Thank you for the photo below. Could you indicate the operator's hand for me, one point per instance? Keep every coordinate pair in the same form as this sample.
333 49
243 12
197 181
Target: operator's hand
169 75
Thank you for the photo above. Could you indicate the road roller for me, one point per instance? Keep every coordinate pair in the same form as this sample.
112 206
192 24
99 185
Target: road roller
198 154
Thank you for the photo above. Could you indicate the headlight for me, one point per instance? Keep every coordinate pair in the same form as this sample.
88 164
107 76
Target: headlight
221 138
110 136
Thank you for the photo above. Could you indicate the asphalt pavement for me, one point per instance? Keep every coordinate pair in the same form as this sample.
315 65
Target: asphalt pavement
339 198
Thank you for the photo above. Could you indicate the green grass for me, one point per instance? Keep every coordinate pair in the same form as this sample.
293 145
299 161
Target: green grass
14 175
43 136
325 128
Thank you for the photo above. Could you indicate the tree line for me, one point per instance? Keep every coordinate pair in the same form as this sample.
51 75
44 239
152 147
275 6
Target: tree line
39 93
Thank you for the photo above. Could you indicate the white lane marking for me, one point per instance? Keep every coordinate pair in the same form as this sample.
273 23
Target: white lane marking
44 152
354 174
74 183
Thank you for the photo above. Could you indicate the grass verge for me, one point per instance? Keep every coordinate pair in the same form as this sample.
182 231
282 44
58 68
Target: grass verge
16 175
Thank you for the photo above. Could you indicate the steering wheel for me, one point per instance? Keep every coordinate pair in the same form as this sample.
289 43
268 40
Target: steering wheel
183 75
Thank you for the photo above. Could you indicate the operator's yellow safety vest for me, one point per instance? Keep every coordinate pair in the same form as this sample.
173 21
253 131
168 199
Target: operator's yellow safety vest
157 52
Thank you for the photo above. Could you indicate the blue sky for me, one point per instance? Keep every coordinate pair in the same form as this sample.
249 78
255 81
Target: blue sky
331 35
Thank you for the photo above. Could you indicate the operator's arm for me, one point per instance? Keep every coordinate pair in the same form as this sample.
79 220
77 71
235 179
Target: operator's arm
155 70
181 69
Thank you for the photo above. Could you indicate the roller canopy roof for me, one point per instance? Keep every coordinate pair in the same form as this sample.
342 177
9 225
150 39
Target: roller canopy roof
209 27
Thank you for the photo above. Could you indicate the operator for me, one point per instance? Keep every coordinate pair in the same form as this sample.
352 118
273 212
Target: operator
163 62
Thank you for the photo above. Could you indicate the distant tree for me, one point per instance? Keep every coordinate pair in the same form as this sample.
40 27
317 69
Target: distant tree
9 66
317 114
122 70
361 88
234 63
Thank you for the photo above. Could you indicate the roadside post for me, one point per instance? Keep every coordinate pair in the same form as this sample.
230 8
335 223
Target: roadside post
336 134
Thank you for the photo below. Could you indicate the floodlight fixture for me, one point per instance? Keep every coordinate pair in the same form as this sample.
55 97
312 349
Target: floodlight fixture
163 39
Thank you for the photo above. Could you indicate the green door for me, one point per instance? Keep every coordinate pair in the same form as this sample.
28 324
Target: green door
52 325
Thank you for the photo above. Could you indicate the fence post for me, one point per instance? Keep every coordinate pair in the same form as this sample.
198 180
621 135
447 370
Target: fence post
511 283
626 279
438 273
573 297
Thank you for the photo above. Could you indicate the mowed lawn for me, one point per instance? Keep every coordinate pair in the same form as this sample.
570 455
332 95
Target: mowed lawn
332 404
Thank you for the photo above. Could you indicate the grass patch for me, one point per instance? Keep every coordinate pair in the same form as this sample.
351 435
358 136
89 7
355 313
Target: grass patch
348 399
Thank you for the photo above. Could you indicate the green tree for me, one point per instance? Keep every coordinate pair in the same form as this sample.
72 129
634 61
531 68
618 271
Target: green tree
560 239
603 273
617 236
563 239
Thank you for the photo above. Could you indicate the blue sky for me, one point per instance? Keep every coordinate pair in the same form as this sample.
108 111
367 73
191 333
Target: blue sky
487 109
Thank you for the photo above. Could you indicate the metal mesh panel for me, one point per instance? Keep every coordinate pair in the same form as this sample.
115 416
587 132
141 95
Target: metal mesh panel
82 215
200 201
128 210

▶ [REQUIRED WORK]: Extract every line containing the string "below" from the material.

▶ [WRITTEN RESPONSE]:
Thank you for the photo below. Could you indicate the operator's hand for me, one point per instance? Keep every coordinate pair in the same form as this sample.
Thank you for the photo below. Could you indicate the floodlight fixture for me, one point per instance? Keep every coordinate pair in the same form as this sample.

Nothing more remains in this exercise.